What is required: Could you copy the entries below word for word, starting with the line that contains "[point] at the balcony" and continuing through the final line?

[Object position labeling entries]
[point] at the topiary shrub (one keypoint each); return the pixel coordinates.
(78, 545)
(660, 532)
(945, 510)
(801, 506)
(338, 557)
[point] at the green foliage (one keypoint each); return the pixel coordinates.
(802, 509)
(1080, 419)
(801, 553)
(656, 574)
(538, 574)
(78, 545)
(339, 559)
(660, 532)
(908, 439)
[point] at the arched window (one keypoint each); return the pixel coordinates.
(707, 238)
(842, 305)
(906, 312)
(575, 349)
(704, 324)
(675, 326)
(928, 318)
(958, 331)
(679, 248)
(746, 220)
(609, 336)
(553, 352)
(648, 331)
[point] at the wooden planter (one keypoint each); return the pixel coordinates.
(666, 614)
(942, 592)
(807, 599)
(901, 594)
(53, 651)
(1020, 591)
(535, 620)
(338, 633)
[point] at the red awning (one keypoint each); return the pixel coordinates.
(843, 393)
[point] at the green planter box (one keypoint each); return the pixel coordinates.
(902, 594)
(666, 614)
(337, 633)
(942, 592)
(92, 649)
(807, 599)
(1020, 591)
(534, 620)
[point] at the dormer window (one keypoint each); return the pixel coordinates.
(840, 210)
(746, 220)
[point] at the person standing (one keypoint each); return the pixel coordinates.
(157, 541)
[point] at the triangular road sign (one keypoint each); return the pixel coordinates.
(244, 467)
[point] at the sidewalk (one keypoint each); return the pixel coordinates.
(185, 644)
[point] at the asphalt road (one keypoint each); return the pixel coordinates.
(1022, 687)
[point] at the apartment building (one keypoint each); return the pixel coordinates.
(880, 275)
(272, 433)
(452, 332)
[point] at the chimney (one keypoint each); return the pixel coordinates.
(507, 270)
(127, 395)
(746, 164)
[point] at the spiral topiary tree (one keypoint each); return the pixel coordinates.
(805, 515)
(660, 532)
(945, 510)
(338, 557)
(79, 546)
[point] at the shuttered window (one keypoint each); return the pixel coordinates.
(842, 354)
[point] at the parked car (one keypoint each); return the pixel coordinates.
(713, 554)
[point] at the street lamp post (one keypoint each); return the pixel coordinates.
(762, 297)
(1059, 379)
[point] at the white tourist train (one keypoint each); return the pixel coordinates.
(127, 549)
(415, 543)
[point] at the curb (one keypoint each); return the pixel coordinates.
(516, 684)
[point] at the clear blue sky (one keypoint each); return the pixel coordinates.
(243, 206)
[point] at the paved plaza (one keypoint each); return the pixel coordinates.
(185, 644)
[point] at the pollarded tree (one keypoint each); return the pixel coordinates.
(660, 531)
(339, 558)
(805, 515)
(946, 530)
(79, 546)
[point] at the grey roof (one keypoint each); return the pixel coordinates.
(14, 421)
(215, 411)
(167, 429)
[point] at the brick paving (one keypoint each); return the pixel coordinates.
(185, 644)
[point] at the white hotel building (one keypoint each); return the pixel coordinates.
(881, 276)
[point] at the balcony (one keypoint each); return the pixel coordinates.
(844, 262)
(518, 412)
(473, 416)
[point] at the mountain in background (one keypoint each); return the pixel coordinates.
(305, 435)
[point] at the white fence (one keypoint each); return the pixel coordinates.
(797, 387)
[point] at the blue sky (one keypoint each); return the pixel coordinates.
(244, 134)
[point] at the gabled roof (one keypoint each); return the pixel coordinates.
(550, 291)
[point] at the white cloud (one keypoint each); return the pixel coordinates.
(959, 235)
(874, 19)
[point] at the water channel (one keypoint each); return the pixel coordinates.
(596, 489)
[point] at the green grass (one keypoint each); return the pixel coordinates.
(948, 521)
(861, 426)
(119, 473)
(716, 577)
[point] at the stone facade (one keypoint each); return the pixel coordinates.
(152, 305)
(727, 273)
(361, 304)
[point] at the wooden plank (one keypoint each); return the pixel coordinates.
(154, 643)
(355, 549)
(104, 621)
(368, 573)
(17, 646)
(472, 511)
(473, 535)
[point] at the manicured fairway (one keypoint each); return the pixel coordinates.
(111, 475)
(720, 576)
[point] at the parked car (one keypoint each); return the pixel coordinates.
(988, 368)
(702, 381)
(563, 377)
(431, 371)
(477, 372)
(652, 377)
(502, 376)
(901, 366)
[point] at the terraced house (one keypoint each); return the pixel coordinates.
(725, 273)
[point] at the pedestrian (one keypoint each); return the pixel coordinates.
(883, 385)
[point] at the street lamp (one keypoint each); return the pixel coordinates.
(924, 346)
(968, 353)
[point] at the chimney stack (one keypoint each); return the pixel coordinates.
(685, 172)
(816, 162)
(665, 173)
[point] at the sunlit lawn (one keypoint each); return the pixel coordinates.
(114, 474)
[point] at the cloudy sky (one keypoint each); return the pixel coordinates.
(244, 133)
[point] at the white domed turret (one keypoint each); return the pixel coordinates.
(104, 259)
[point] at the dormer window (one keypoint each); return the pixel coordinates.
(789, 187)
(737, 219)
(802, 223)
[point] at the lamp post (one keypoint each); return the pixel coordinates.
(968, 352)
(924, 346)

Output below:
[point] at the balcony (one keypoint each); return the pixel coordinates.
(844, 262)
(518, 412)
(473, 416)
[point] at the mountain in background (one keypoint each); return the pixel coordinates.
(305, 435)
[point] at the white fence (one keypoint each); return the pixel coordinates.
(797, 387)
[point] at the blue sky (one keypoint each); return the pixel coordinates.
(244, 134)
[point] at the gabled roof (one keypoint each); return the pixel coordinates.
(550, 291)
[point] at the white cloud (one keypoint each); return the pixel coordinates.
(959, 235)
(874, 19)
[point] at the water channel (one keypoint each); return the pixel coordinates.
(596, 489)
[point] at the green grass (one keypoint each); return the pixel coordinates.
(948, 521)
(861, 426)
(119, 473)
(716, 577)
[point] at the stone facade (one keypoint each); return the pixel coordinates.
(152, 305)
(727, 273)
(361, 304)
[point] at the wooden plank (one keypoint each); return the pixel coordinates.
(154, 643)
(355, 549)
(104, 621)
(368, 573)
(17, 646)
(472, 511)
(473, 535)
[point] at the manicured fairway (one keypoint each); return the pixel coordinates.
(111, 475)
(720, 576)
[point] at the parked car (one keypoint each); return the pixel coordinates.
(988, 368)
(702, 381)
(563, 377)
(431, 371)
(477, 372)
(652, 377)
(502, 376)
(901, 366)
[point] at the terraced house (one keypoint each); return the pixel coordinates.
(725, 273)
[point] at the pedestrian (one keypoint each); return the pixel coordinates.
(883, 385)
[point] at the street lamp (one keypoint each); return the pixel coordinates.
(924, 346)
(968, 353)
[point] at the chimney stack (one keypoint each); return the pixel coordinates.
(685, 172)
(816, 162)
(665, 173)
[point] at the sunlit lawn (one keypoint each); return the pixel coordinates.
(114, 474)
[point] at the cloudy sky (one keypoint each); return the pixel coordinates.
(244, 133)
[point] at the white domed turret (one keypoint each); return the pixel coordinates.
(104, 259)
[point] at the dormer window (one keypoint each); return the pixel coordinates.
(789, 187)
(737, 219)
(802, 223)
[point] at the lamp post (one keypoint each); return the pixel coordinates.
(968, 352)
(924, 346)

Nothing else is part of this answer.